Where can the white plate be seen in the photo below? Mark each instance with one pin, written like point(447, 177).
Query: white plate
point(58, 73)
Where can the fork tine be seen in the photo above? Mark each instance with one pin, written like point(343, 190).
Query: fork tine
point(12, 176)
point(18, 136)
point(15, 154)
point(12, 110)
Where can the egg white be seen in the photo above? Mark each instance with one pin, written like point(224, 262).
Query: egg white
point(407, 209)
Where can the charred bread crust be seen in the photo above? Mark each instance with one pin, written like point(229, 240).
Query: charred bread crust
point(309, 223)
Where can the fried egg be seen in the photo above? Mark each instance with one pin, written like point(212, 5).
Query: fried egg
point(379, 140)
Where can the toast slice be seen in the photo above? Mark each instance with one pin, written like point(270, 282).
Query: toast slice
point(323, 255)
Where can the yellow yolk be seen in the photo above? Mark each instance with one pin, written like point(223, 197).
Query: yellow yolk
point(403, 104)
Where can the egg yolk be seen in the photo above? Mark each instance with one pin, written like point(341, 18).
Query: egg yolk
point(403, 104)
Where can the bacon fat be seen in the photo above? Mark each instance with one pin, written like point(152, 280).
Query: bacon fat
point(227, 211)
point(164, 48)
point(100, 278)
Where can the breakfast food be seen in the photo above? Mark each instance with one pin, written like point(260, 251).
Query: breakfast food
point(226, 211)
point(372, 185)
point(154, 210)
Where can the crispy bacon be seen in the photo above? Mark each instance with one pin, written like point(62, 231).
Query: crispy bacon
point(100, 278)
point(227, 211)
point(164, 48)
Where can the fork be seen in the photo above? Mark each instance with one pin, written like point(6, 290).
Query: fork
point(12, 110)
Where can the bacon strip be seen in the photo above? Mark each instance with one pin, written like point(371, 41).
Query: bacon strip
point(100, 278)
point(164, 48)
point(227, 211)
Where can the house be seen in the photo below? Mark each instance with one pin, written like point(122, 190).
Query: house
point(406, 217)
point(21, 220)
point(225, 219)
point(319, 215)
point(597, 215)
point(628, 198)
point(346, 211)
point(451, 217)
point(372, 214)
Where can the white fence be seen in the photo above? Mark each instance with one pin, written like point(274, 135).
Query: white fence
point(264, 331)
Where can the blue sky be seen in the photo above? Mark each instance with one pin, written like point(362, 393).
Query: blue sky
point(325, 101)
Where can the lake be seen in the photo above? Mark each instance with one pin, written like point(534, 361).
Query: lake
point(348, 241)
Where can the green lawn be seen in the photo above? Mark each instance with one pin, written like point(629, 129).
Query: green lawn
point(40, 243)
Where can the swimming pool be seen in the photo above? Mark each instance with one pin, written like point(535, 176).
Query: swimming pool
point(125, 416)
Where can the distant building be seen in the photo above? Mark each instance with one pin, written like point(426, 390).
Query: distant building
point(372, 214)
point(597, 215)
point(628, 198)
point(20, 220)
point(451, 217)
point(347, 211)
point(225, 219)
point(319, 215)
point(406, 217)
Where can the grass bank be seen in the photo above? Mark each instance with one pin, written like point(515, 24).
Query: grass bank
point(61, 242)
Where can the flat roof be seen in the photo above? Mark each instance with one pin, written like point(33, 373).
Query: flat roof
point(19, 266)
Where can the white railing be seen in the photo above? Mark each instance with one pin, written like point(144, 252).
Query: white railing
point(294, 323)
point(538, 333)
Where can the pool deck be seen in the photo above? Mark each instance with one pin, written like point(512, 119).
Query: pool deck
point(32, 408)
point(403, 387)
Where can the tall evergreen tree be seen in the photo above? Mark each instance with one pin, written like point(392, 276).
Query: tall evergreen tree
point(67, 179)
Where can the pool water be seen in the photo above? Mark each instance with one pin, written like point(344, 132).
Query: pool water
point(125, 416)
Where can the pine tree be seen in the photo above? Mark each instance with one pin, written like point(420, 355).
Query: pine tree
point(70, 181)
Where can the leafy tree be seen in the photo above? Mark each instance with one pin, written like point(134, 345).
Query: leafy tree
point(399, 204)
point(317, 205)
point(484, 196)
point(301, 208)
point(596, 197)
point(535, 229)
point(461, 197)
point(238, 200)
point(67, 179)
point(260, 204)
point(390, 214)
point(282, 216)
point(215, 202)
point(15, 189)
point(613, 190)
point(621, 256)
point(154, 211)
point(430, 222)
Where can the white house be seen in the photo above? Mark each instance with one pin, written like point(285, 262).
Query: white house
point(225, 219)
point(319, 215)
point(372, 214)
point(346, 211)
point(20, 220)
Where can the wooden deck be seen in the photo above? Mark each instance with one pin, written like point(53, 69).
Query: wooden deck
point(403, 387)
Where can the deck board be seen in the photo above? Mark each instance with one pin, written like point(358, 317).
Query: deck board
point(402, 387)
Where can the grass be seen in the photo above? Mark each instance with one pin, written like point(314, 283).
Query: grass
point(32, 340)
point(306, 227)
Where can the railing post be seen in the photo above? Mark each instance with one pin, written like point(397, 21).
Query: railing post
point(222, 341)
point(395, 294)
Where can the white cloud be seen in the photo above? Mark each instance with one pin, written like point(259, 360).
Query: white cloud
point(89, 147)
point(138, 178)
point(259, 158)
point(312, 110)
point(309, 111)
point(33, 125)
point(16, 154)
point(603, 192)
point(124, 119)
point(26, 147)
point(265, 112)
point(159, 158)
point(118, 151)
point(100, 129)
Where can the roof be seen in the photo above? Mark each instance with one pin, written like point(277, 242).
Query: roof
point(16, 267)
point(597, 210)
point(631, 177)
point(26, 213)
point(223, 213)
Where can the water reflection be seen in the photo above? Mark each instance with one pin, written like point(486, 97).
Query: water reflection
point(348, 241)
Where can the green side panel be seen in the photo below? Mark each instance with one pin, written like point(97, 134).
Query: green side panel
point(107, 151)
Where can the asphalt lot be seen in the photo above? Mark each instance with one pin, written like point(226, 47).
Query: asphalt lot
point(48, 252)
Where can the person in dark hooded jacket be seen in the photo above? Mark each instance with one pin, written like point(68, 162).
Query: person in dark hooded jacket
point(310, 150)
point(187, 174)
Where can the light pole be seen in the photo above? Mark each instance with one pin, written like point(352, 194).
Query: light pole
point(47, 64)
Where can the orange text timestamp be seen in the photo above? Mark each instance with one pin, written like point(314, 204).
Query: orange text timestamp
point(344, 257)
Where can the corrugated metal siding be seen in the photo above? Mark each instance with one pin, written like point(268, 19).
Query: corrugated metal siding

────────────────────────────────────────

Format all of the lines above as a Markdown table with the columns "Number" and "Line," numbering each row and omitting any blank lines.

| Number | Line |
|---|---|
| 1 | Where can the white plate be seen in the photo below? Mark each instance with one pin, written like point(447, 177). |
| 2 | Query: white plate |
| 3 | point(58, 73) |
| 4 | Where can the fork tine be seen in the photo above? Mark each instance with one pin, written like point(343, 190). |
| 5 | Query: fork tine |
| 6 | point(12, 176) |
| 7 | point(18, 136) |
| 8 | point(15, 154) |
| 9 | point(12, 110) |
| 10 | Where can the egg white be seen in the photo above? Mark each instance with one pin, written like point(224, 262). |
| 11 | Query: egg white |
| 12 | point(407, 209) |
| 13 | Where can the charred bread crust be seen in the photo above? Mark each instance with one pin, written like point(229, 240). |
| 14 | Query: charred bread crust |
| 15 | point(309, 223) |
| 16 | Where can the fried egg be seen in the photo above? Mark each instance with one pin, written like point(212, 5). |
| 17 | Query: fried egg |
| 18 | point(379, 140) |
| 19 | Where can the toast slice be seen in the photo above? Mark each instance with one pin, written like point(270, 282). |
| 20 | Query: toast slice |
| 21 | point(323, 255) |
| 22 | Where can the yellow yolk be seen in the photo above? Mark each instance with one pin, written like point(223, 197). |
| 23 | Query: yellow yolk |
| 24 | point(403, 104) |
| 25 | Where can the egg yolk be seen in the photo above? Mark each instance with one pin, written like point(341, 18). |
| 26 | Query: egg yolk |
| 27 | point(403, 104) |
| 28 | Where can the bacon fat be seen in the photo above? Mark each instance with one pin, written like point(152, 280). |
| 29 | Query: bacon fat |
| 30 | point(227, 211) |
| 31 | point(164, 48) |
| 32 | point(100, 278) |
| 33 | Where can the breakfast food be seen in the photo above? Mark each instance with one pin, written like point(260, 251). |
| 34 | Query: breakfast food |
| 35 | point(226, 211) |
| 36 | point(372, 185) |
| 37 | point(154, 210) |
| 38 | Where can the crispy bacon be seen in the photo above? Mark each instance with one pin, written like point(62, 231). |
| 39 | Query: crispy bacon |
| 40 | point(100, 278) |
| 41 | point(227, 211) |
| 42 | point(164, 48) |
| 43 | Where can the fork be seen in the photo above? Mark each instance with one pin, written like point(6, 290). |
| 44 | Query: fork |
| 45 | point(12, 110) |
| 46 | Where can the bacon strip be seen in the photo above? Mark each instance with one pin, written like point(371, 41). |
| 47 | Query: bacon strip |
| 48 | point(100, 278) |
| 49 | point(164, 48) |
| 50 | point(227, 211) |
| 51 | Where can the house be seen in the photo below? Mark each instance with one pin, written like point(122, 190). |
| 52 | Query: house |
| 53 | point(406, 217) |
| 54 | point(21, 220) |
| 55 | point(225, 219) |
| 56 | point(319, 215) |
| 57 | point(597, 215) |
| 58 | point(628, 198) |
| 59 | point(346, 211) |
| 60 | point(451, 217) |
| 61 | point(372, 214) |
| 62 | Where can the white fence be seen in the photo above? Mark each instance with one pin, written like point(274, 135). |
| 63 | Query: white fence |
| 64 | point(264, 331) |
| 65 | Where can the blue sky be seen in the photo above? Mark each instance with one pin, written like point(362, 393). |
| 66 | Query: blue sky |
| 67 | point(325, 101) |
| 68 | Where can the lake be seen in the photo above? Mark each instance with one pin, written like point(534, 361). |
| 69 | Query: lake |
| 70 | point(348, 241) |
| 71 | Where can the green lawn be seen in the photo above? Mark each instance with one pin, written like point(629, 129). |
| 72 | Query: green lawn |
| 73 | point(40, 243) |
| 74 | Where can the swimming pool be seen in the photo above? Mark each instance with one pin, written like point(535, 176). |
| 75 | Query: swimming pool |
| 76 | point(125, 416) |
| 77 | Where can the distant building be seen in the photo above? Mark each instance with one pin, written like point(426, 390). |
| 78 | Query: distant building |
| 79 | point(372, 214) |
| 80 | point(597, 215) |
| 81 | point(628, 198) |
| 82 | point(20, 220) |
| 83 | point(451, 217) |
| 84 | point(347, 211) |
| 85 | point(225, 219) |
| 86 | point(319, 215) |
| 87 | point(406, 217) |
| 88 | Where can the grass bank be seen in the photo above? Mark each instance with one pin, written like point(515, 24). |
| 89 | Query: grass bank |
| 90 | point(61, 242) |
| 91 | Where can the flat roof be seen in the photo above? Mark each instance with one pin, written like point(33, 373). |
| 92 | Query: flat roof |
| 93 | point(19, 266) |
| 94 | Where can the white railing be seen in the photo above? Mark each instance with one pin, written like point(144, 252). |
| 95 | Query: white railing |
| 96 | point(294, 323) |
| 97 | point(538, 333) |
| 98 | Where can the pool deck be seen in the photo above? Mark each instance with one pin, written like point(512, 119). |
| 99 | Query: pool deck |
| 100 | point(32, 408) |
| 101 | point(403, 387) |
| 102 | Where can the tall evergreen tree be seen in the photo above? Mark each instance with one pin, written like point(392, 276). |
| 103 | Query: tall evergreen tree |
| 104 | point(67, 179) |
| 105 | Where can the pool water be seen in the photo above? Mark each instance with one pin, written like point(344, 132). |
| 106 | Query: pool water |
| 107 | point(125, 416) |
| 108 | Where can the pine tree be seen in the photo above? Mark each instance with one pin, written like point(420, 355). |
| 109 | Query: pine tree |
| 110 | point(70, 181) |
| 111 | Where can the leafy tree be seen in the photo above? Mark each instance with one pin, written like point(134, 345). |
| 112 | Query: leafy tree |
| 113 | point(399, 204) |
| 114 | point(317, 205) |
| 115 | point(484, 196) |
| 116 | point(301, 208) |
| 117 | point(596, 197) |
| 118 | point(535, 229) |
| 119 | point(461, 197) |
| 120 | point(238, 200) |
| 121 | point(67, 179) |
| 122 | point(260, 204) |
| 123 | point(390, 214) |
| 124 | point(282, 216) |
| 125 | point(215, 202) |
| 126 | point(15, 189) |
| 127 | point(613, 190) |
| 128 | point(621, 256) |
| 129 | point(154, 211) |
| 130 | point(430, 222) |
| 131 | Where can the white house be seen in the photo above? Mark each instance with one pin, written like point(285, 262). |
| 132 | Query: white house |
| 133 | point(225, 219) |
| 134 | point(319, 215) |
| 135 | point(372, 214) |
| 136 | point(346, 211) |
| 137 | point(20, 220) |
| 138 | Where can the wooden deck be seen in the photo above? Mark each instance with one pin, written like point(53, 69). |
| 139 | Query: wooden deck |
| 140 | point(403, 387) |
| 141 | Where can the deck board be seen in the photo above? Mark each instance with one pin, written like point(358, 317). |
| 142 | Query: deck board |
| 143 | point(402, 387) |
| 144 | Where can the grass be seen in the photo above? Mark each instance with one pin, written like point(314, 283). |
| 145 | Query: grass |
| 146 | point(32, 340) |
| 147 | point(306, 227) |
| 148 | Where can the railing post be seen in the photo above? Mark each instance with one pin, written like point(397, 21). |
| 149 | Query: railing post |
| 150 | point(222, 341) |
| 151 | point(395, 294) |
| 152 | Where can the white cloud be seen in the photo above? Mark each instance with one pin, written like point(259, 360). |
| 153 | Query: white cloud |
| 154 | point(89, 147) |
| 155 | point(138, 178) |
| 156 | point(259, 158) |
| 157 | point(312, 110) |
| 158 | point(309, 111) |
| 159 | point(33, 125) |
| 160 | point(16, 154) |
| 161 | point(603, 192) |
| 162 | point(124, 119) |
| 163 | point(26, 147) |
| 164 | point(265, 112) |
| 165 | point(159, 158) |
| 166 | point(118, 151) |
| 167 | point(100, 129) |
| 168 | Where can the roof be seen in the photo above? Mark each instance with one pin, written like point(277, 242). |
| 169 | Query: roof |
| 170 | point(16, 267) |
| 171 | point(597, 210) |
| 172 | point(631, 177) |
| 173 | point(26, 213) |
| 174 | point(223, 213) |
| 175 | Where can the water reflection be seen in the photo above? Mark each instance with one pin, written like point(486, 97). |
| 176 | Query: water reflection |
| 177 | point(348, 241) |
| 178 | Where can the green side panel be seen in the photo below? Mark each instance with one pin, written like point(97, 134). |
| 179 | Query: green side panel |
| 180 | point(107, 151) |
| 181 | Where can the asphalt lot be seen in the photo above? Mark each instance with one pin, written like point(226, 47). |
| 182 | Query: asphalt lot |
| 183 | point(48, 252) |
| 184 | Where can the person in dark hooded jacket be seen in the photo above? Mark each instance with one pin, written like point(68, 162). |
| 185 | Query: person in dark hooded jacket |
| 186 | point(310, 150) |
| 187 | point(187, 174) |
| 188 | Where can the light pole be seen in the photo above? Mark each instance with one pin, written like point(352, 194). |
| 189 | Query: light pole |
| 190 | point(47, 64) |
| 191 | Where can the orange text timestamp be seen in the photo above? Mark each instance with one pin, written like point(314, 204). |
| 192 | Query: orange text timestamp |
| 193 | point(344, 257) |
| 194 | Where can the corrugated metal siding be seen in the photo above? Mark each instance with one pin, written like point(268, 19). |
| 195 | Query: corrugated metal siding |